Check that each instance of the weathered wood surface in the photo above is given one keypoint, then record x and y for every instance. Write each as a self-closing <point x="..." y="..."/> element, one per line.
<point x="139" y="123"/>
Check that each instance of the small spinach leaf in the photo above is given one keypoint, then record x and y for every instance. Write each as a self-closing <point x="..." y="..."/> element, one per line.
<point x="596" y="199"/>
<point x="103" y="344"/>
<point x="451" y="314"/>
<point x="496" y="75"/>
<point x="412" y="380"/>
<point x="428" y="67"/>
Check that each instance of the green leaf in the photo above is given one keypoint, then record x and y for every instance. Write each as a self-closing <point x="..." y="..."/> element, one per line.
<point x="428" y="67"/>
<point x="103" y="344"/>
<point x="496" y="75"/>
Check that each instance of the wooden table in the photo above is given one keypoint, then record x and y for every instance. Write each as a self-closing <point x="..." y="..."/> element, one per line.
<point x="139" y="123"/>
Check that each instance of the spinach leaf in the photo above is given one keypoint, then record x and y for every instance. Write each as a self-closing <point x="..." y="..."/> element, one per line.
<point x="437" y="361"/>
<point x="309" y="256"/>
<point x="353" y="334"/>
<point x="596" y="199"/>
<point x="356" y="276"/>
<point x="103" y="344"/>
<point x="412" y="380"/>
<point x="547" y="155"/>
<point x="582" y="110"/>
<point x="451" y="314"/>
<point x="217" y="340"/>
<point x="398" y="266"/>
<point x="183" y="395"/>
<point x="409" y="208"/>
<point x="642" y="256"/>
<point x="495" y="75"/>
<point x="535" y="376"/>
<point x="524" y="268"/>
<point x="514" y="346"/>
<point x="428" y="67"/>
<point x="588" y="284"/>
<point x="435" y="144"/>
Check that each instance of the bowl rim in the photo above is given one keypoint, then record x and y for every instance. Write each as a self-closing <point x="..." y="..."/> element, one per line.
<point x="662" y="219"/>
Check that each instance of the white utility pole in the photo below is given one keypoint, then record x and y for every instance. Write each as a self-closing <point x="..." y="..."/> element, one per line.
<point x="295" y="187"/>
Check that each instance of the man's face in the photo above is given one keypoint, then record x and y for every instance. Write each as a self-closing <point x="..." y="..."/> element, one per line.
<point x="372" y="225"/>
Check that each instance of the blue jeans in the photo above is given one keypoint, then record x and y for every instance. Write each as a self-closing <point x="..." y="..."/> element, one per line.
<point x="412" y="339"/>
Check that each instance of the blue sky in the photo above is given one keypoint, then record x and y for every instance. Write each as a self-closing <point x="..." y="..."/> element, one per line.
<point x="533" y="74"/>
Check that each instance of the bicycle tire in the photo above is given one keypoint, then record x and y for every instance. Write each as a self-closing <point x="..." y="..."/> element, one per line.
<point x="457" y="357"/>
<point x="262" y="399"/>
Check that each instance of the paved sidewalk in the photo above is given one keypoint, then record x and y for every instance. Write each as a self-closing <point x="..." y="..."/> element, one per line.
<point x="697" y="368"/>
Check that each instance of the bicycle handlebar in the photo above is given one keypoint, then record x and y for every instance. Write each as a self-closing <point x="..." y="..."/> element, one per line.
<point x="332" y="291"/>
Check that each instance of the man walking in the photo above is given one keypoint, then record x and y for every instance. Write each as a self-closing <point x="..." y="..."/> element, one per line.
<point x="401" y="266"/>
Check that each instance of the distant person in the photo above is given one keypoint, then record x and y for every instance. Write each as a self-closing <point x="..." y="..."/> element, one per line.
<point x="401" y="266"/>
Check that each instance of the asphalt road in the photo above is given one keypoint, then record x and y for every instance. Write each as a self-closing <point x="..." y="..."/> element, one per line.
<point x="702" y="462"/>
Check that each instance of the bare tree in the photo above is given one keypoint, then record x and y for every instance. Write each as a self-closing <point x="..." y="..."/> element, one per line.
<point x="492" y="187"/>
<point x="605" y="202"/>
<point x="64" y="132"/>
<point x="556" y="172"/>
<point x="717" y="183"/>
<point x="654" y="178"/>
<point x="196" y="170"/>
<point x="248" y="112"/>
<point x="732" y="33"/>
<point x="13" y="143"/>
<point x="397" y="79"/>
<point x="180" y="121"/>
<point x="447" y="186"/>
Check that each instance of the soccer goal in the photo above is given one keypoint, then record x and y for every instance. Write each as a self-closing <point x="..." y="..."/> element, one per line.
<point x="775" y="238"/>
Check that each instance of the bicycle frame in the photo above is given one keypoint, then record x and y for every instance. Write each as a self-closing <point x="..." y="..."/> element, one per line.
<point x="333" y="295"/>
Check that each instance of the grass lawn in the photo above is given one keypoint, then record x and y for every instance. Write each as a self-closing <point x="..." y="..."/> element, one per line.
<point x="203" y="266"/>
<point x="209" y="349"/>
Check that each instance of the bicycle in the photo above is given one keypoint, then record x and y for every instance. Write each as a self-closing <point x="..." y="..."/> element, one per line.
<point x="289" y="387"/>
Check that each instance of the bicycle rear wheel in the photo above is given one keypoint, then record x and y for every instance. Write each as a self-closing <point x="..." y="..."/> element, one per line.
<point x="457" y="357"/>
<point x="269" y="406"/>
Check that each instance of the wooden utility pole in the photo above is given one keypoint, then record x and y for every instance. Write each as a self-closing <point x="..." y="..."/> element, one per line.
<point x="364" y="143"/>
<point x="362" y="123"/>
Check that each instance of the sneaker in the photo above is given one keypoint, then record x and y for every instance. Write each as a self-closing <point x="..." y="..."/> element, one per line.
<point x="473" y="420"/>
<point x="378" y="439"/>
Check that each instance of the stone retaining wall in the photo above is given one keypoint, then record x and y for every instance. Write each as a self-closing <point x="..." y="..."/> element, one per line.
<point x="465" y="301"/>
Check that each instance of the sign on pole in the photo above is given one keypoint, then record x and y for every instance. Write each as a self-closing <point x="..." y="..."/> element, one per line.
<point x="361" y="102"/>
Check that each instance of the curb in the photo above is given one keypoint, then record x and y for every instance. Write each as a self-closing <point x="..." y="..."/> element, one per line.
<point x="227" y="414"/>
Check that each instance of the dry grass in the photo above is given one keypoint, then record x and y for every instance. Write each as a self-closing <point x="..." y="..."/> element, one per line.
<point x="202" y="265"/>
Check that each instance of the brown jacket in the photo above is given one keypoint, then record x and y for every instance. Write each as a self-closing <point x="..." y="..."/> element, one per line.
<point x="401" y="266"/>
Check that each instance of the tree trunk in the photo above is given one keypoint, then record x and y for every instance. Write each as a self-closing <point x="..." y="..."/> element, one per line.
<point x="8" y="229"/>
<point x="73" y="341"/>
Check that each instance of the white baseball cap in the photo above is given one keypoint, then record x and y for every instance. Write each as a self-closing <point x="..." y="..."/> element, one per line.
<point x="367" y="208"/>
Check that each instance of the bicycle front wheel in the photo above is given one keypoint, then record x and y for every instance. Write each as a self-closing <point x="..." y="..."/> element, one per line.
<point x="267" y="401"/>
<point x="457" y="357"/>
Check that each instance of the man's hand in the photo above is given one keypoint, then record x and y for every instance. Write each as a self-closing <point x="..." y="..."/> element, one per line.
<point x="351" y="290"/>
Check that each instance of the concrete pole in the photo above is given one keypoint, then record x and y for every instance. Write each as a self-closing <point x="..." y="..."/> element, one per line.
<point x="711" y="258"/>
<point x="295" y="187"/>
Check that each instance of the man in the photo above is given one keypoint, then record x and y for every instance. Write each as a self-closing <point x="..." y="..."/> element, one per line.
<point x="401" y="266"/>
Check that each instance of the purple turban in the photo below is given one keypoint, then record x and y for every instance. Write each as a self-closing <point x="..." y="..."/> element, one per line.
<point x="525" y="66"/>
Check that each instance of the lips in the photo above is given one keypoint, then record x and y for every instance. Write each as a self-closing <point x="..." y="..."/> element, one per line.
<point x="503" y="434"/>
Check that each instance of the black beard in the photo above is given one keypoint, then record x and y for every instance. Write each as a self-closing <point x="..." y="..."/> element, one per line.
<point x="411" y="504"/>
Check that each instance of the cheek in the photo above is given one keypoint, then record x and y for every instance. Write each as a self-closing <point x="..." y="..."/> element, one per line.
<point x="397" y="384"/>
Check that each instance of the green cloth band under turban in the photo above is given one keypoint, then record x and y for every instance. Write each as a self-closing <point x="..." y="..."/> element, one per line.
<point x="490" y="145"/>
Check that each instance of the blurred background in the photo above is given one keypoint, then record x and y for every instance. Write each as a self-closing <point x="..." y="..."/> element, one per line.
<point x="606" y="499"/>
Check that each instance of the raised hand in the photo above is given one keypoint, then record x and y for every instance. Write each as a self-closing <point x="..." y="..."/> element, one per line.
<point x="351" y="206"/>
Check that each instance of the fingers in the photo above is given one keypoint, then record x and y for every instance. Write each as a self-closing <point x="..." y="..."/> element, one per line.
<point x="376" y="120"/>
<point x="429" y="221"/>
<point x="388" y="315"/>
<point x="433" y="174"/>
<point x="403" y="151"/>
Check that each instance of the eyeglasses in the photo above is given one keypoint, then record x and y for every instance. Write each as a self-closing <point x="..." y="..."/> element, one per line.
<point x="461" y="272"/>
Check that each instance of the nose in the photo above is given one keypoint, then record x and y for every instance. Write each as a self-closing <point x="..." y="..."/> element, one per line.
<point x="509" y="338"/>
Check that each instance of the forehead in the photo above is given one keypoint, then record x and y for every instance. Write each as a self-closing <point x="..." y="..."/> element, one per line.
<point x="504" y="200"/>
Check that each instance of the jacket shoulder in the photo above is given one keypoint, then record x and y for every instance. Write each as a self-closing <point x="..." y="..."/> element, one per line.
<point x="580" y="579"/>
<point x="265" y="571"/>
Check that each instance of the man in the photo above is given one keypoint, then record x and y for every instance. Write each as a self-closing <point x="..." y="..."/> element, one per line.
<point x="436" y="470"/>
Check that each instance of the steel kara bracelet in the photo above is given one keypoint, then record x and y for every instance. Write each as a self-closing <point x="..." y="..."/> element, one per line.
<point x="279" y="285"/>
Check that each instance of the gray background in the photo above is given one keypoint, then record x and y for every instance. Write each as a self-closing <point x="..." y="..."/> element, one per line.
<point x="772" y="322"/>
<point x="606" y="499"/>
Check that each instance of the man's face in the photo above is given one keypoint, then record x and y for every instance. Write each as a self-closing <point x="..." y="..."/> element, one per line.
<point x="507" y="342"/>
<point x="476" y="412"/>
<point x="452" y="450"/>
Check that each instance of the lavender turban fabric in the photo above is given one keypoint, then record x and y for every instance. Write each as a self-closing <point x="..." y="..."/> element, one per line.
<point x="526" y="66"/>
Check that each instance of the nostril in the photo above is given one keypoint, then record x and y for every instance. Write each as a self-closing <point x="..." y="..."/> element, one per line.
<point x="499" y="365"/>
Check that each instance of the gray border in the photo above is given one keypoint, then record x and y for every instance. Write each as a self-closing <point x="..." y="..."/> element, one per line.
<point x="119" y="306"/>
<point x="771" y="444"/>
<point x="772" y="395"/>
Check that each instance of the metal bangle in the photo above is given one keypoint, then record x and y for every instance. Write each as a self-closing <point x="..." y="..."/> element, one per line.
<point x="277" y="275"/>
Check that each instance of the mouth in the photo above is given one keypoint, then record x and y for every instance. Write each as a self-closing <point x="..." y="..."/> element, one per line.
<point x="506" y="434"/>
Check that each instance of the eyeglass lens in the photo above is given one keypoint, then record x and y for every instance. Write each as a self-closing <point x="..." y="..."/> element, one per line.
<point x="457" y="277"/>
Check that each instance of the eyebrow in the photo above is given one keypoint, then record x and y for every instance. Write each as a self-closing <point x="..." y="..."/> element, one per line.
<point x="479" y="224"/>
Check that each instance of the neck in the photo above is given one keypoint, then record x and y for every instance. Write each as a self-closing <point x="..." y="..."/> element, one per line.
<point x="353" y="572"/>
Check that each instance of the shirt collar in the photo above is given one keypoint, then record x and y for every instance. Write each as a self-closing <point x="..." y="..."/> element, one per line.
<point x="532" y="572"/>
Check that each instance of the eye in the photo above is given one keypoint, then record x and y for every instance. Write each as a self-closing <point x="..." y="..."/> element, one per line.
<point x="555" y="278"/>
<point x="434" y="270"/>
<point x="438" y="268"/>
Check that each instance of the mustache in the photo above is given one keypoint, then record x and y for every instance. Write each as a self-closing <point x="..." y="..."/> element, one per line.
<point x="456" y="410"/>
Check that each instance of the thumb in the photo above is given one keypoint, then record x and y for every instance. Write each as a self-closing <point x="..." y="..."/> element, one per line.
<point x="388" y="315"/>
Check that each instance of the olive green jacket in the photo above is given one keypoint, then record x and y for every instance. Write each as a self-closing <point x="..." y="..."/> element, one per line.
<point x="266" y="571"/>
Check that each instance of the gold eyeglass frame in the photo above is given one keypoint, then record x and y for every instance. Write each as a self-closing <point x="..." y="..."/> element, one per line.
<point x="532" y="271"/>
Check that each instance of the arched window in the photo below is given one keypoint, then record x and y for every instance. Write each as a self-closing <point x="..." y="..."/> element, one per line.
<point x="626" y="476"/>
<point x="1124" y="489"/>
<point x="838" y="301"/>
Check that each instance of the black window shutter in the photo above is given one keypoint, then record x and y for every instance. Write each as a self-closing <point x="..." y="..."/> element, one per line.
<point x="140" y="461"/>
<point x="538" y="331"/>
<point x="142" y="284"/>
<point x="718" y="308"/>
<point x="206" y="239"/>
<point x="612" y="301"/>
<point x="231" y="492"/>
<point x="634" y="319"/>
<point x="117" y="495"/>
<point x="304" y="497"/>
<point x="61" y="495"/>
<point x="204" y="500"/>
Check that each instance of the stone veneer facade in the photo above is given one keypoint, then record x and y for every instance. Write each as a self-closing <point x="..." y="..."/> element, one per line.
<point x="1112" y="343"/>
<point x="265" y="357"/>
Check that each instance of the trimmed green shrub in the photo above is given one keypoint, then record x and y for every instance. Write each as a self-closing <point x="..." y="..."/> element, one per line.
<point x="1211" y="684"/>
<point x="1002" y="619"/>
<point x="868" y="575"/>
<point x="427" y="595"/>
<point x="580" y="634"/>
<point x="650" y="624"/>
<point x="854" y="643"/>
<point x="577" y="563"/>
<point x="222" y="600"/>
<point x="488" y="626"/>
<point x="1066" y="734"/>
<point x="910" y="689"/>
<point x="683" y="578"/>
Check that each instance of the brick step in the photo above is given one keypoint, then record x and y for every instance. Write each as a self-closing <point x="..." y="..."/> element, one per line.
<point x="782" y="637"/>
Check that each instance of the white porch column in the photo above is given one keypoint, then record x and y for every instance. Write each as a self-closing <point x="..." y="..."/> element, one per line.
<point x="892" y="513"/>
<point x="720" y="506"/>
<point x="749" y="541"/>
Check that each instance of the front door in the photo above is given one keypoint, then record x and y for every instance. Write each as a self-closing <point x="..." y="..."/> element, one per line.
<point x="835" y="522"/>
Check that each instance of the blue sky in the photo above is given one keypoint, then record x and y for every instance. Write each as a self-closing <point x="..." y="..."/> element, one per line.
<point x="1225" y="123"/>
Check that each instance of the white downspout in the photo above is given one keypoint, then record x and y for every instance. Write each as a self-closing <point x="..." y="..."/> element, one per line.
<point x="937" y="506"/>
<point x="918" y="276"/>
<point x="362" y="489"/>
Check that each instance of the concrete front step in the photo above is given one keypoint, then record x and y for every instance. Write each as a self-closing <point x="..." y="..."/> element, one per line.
= = = = =
_Problem_
Nothing outside the span should appear: transcribe the lines from the one containing "Check that each instance of the front" through the last line of the records.

_Task result_
Check that each instance of the front door in the photo above is given one keypoint, then record x and y for every instance. Write each as a self-closing <point x="..." y="..."/> element, one per line.
<point x="835" y="522"/>
Check that each instance of the blue sky in the photo above is given one keypoint, then record x and y for every instance. Write each as a self-closing <point x="..." y="..."/> element, one per line.
<point x="1225" y="123"/>
Check that each instance of the white downspout in the photo above is given one keypoint, then record x and y for every instance. Write each as a self-closing <point x="..." y="..."/> element, one per line.
<point x="937" y="506"/>
<point x="918" y="276"/>
<point x="362" y="489"/>
Check that each instance of the concrete front step in the photo above is given one keypoint, then record x and y for every instance. Write each as a self-closing <point x="..." y="..."/> element, one per line.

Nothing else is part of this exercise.